SOURCE PASSAGE:
╭──

# Your thoughts about the Bose Solo sound bar



## 1953

Thoughts, opinions of the Bose Solo?


----------



## sigma1914

Bose = The Monster Cable of speakers.


----------



## Hoosier205

1953;3179117 said:


> Thoughts, opinions of the Bose Solo?


It's Bose. That says it all. Crap.


----------



## WestDC

1953 said:


> Thoughts, opinions of the Bose Solo?


Have you been anywhere to hear it for yourself?

It all depends on where in your home (room) it is to be used? everthing else in room also affects sound.

Bose may not sound good to everyone so it all depends on what sounds good to you.


----------



## MysteryMan

WestDC said:


> Have you been anywhere to hear it for yourself?
> 
> It all depends on where in your home (room) it is to be used? everthing else in room also affects sound.
> 
> Bose may not sound good to everyone so it all depends on what sounds good to you.


+1......While not a Bose fan I agree. A lot of variables determine sound quality. Room size, materials in room, and most importantly, personal preference.


----------



## yosoyellobo

Hoosier205 said:


> It's Bose. That says it all. Crap.


Which would recommend.


----------



## SayWhat?

sigma1914 said:


> Bose = The Monster Cable of speakers.


Bose blows.

Any company that can afford to Spam TV the way they do, does NOT need my money.


----------



## Hoosier205

yosoyellobo;3179144 said:


> Which would recommend.


Depends on the budget.


----------



## pfp

sigma1914 said:


> Bose = The Monster Cable of speakers.


That pretty much sums it up.


----------



## JACKIEGAGA

*B*etter
*O*ff with
*S*omething
*E*lse

:lol:


----------



## chevyguy559

Got no highs? Got no lows? Gotta be Bose! 

Although their $200 clock radio does sound pretty decent, but I'm not looking to spend $200 on a clock radio :lol:


----------



## Cholly

yosoyellobo said:


> Which would recommend.


It all depends on your budget and listening tastes, but Boston Acoustics, Klipsch, Polk Audio, Yamaha come to mind. Decide whether you want just soundbar or soundbar plus subwoofer, for richer bass.


----------



## yosoyellobo

Hoosier205 said:


> Depends on the budget.


Cheap.


----------



## 1953

Pretty much what I expected to read. We'll stick to our tried and true 5.1 setup.


----------



## MysteryMan

yosoyellobo said:


> Cheap.


If you're on a small budget and can't go with a 5.1 system then check out Polk Audio's selection of soundbars. Their price ranges between $350.00-$1,000.00.


----------



## Hoosier205

If you can't go with a full 5.1 setup, then select another setup. 2.0, 2.1, 3.0, or 3.1. Anything but a soundbar...yuck.

╰──

STATED TASK:
Pull out the part of the forum thread that runs from "If you're on" up to and including "ranges between $350.00-$1,000.00.", copied word for word. Rely on the forum thread alone.

A data block:
╭──

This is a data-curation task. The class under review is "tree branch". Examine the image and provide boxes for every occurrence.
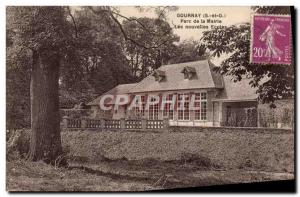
[67,6,78,38]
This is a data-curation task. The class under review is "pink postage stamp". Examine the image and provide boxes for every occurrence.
[250,14,292,64]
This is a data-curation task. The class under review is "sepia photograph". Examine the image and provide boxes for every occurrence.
[5,5,296,193]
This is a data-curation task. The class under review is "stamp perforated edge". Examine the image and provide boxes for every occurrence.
[249,13,293,65]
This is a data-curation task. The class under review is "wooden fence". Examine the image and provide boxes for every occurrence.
[62,117,169,130]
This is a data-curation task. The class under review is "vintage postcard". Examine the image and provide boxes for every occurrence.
[6,6,296,192]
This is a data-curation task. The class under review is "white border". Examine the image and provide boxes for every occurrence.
[249,14,293,66]
[0,0,300,197]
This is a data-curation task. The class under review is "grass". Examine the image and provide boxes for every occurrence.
[62,131,294,172]
[6,131,294,191]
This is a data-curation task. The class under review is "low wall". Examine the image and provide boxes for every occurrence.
[62,127,294,172]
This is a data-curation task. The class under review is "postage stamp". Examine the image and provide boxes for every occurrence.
[250,14,292,64]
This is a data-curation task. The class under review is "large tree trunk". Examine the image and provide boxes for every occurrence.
[29,51,65,165]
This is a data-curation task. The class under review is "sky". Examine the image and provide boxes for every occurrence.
[119,6,252,40]
[118,6,253,66]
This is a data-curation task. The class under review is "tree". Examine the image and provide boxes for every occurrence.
[123,17,179,79]
[170,40,204,64]
[199,7,294,107]
[7,7,72,165]
[7,6,180,165]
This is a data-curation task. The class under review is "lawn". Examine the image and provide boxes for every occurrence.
[7,131,294,191]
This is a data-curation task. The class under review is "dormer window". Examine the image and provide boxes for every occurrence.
[181,66,196,79]
[152,70,166,82]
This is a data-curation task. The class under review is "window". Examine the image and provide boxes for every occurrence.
[149,104,159,120]
[201,101,207,120]
[177,94,190,120]
[195,92,207,120]
[163,94,173,120]
[141,95,146,116]
[149,98,159,120]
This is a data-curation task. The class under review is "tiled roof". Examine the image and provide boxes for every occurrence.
[87,60,257,105]
[130,60,223,93]
[87,83,136,105]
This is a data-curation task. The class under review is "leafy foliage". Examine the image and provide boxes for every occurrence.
[123,18,179,79]
[199,7,294,107]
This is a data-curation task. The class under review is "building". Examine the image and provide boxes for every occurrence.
[87,60,258,126]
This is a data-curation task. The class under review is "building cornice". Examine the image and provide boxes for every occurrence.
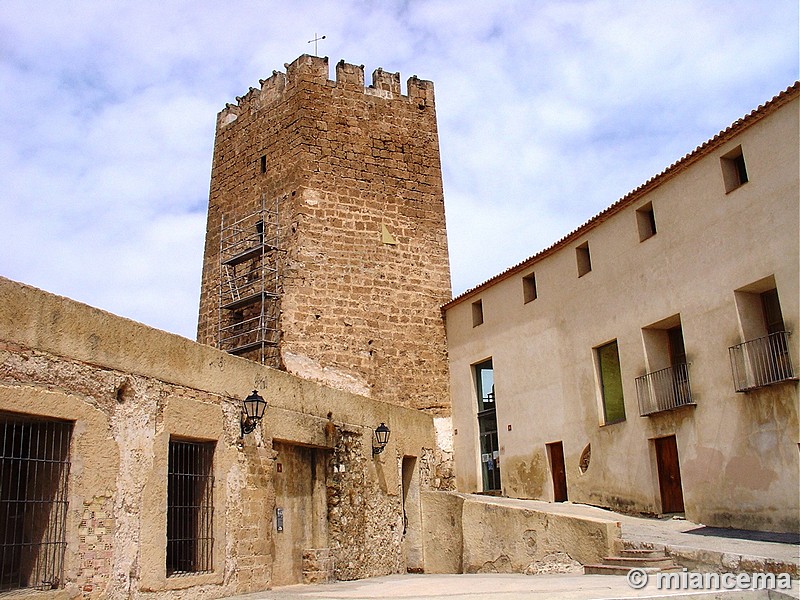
[442,81,800,312]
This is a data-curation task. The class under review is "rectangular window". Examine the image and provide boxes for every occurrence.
[473,358,500,492]
[595,340,625,425]
[0,413,72,592]
[636,314,695,417]
[522,273,536,304]
[720,146,749,194]
[167,440,214,575]
[575,242,592,277]
[472,300,483,327]
[636,202,656,242]
[728,276,795,392]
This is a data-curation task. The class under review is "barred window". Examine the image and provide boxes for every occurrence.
[0,413,72,592]
[167,439,214,575]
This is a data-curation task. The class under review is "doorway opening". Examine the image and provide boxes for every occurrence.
[547,442,567,502]
[653,435,684,514]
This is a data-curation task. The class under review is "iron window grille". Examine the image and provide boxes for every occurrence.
[636,363,695,417]
[0,413,72,592]
[728,331,795,392]
[166,440,214,576]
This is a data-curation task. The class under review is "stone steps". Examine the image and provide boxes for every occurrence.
[583,549,680,575]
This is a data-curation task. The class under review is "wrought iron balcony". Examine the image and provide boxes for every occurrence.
[636,363,694,417]
[728,331,795,392]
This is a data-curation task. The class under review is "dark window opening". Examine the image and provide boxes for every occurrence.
[522,273,536,304]
[761,288,786,335]
[0,413,72,592]
[167,440,214,575]
[720,146,750,194]
[636,202,656,242]
[595,340,625,425]
[728,276,795,392]
[472,300,483,327]
[474,359,500,492]
[575,242,592,277]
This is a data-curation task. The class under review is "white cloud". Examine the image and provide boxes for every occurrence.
[0,0,798,337]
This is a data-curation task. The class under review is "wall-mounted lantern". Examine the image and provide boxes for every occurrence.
[372,423,391,456]
[241,390,267,437]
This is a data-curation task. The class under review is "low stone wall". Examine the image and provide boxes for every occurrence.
[422,491,621,574]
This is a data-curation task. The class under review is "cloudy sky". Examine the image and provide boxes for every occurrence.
[0,0,798,338]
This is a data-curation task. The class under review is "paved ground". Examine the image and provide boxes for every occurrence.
[222,574,800,600]
[220,498,800,600]
[478,498,800,563]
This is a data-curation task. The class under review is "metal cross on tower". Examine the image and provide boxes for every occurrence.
[308,33,326,56]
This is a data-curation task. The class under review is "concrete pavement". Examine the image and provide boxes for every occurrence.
[219,497,800,600]
[220,574,800,600]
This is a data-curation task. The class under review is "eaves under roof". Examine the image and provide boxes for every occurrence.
[442,81,800,311]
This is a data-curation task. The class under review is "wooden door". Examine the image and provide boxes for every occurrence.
[547,442,567,502]
[653,435,684,513]
[272,441,328,586]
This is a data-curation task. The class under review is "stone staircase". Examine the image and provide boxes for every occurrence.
[583,548,680,575]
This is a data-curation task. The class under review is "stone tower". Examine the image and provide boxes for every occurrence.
[197,55,450,416]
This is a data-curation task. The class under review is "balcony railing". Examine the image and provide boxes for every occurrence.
[728,331,795,392]
[636,364,694,417]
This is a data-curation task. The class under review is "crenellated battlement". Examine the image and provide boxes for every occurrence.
[217,54,435,127]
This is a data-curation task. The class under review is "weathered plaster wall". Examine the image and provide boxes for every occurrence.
[446,88,800,531]
[0,278,436,599]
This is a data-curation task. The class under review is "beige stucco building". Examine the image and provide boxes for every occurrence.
[444,84,800,531]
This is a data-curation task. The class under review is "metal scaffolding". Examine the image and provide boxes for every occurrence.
[217,194,281,368]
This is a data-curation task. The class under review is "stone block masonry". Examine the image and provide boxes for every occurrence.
[198,55,450,416]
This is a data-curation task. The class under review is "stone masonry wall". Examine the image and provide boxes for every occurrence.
[0,277,438,600]
[198,55,450,416]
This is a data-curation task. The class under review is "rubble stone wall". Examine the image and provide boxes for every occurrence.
[198,55,450,416]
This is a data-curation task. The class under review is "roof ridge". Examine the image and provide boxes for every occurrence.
[442,80,800,310]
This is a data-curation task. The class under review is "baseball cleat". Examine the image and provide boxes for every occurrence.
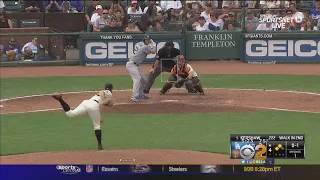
[131,96,139,102]
[52,93,62,100]
[138,94,149,99]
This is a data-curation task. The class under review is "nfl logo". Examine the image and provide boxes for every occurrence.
[86,165,93,173]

╰──

TASK RESPONSE:
If you're on a small budget and can't go with a 5.1 system then check out Polk Audio's selection of soundbars. Their price ranges between $350.00-$1,000.00.